### Texto
# Reemplazo XR-2206 para modualcion FSK, por uno de frecuencia mas alta



## kidpambele (Nov 2, 2010)

Buen dia;

En este momento estoy desarrollando un proyecto de tansmision de voz por medio de la modulacion FSK, necesito acondicionar la señal de voz (sin problema), muestrearla a 8000 muestras por segundo (mediante un PIC) y luego ingresar la señal digital al modulador FSK. 

Inicialmente iva a utilizar el integrado XR-2206, pero este es realtivamente lento para modular los unos y ceros que me entrega el PIC, ¿alguien tiene conocimiento de un algun integrado que sea analgo al XR-2206 pero de alta frecuencia? o que otro modulador FSK puedo utilizar para este proyecto.

Muchas gracias.


----------



## Frank1977 (Nov 27, 2010)

el 8038 no se si te podria valer...


----------



## Fogonazo (Nov 27, 2010)

Tanto el XR2206 como el XR8038 son caros y poco aptos para hacer modulación FSK, salvo que sea en bajas frecuencias.

Fusca información sobre el empleo de un IC comercial PLL configurado como OFV y que pueda trabajar a la frecuencia que necesitas.
*CD54HC4046A*
O mas extremo:
*AD800/AD802*


----------
######
> Solicitud escrita 1
Extrae de las entradas las líneas que van desde la que contiene "Thank you for the photograph. Please indicate the white dress" hasta el final de las entradas, ambas incluidas, y repítelas sin ningún cambio.
### Material de origen
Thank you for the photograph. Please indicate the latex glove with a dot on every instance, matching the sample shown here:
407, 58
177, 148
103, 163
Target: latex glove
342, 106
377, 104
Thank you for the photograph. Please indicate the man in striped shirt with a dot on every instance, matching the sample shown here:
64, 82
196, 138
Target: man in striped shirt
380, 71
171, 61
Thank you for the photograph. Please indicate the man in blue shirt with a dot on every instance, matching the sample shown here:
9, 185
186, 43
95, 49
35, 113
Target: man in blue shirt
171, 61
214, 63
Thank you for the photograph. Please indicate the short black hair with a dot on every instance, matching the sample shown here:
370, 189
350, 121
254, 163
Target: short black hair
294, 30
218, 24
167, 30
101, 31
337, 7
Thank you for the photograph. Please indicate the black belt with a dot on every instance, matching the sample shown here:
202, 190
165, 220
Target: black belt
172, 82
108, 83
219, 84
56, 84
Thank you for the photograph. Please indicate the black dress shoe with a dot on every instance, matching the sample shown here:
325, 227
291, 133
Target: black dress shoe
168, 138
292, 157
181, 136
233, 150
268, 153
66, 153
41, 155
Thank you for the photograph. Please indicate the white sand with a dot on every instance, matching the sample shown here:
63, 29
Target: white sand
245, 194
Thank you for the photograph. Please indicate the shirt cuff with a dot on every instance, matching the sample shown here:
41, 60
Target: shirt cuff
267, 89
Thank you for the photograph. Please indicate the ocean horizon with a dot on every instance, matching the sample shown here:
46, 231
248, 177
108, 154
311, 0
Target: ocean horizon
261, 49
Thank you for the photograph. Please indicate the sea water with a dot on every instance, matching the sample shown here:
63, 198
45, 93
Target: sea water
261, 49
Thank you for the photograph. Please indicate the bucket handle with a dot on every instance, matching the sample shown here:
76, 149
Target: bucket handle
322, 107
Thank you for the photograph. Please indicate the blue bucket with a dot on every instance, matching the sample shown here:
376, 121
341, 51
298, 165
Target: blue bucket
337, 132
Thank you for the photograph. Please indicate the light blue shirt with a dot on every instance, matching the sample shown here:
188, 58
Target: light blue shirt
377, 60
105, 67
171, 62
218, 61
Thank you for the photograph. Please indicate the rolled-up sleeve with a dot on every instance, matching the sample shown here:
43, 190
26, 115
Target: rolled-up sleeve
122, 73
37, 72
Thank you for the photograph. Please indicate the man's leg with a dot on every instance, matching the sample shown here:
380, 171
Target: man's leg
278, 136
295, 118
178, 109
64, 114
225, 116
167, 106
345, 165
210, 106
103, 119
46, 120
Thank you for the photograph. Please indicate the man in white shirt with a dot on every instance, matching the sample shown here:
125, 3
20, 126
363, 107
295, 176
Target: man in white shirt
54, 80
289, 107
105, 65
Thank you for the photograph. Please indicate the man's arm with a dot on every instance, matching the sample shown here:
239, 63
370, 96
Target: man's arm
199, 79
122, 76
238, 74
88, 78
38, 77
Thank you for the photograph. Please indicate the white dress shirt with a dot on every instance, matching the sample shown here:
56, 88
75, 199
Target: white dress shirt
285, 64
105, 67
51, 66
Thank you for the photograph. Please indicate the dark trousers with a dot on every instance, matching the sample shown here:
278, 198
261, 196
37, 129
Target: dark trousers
######
> Solicitud escrita 2
Según el hilo sobre modulación FSK, ¿a cuántas muestras por segundo se quiere muestrear la señal de voz?

> Resultado esperado 1
Thank you for the photograph. Please indicate the white dress shirt with a dot on every instance, matching the sample shown here:
56, 88
75, 199
Target: white dress shirt
285, 64
105, 67
51, 66
Thank you for the photograph. Please indicate the dark trousers with a dot on every instance, matching the sample shown here:
278, 198
261, 196
37, 129
Target: dark trousers

> Resultado esperado 2
A 8000 muestras por segundo.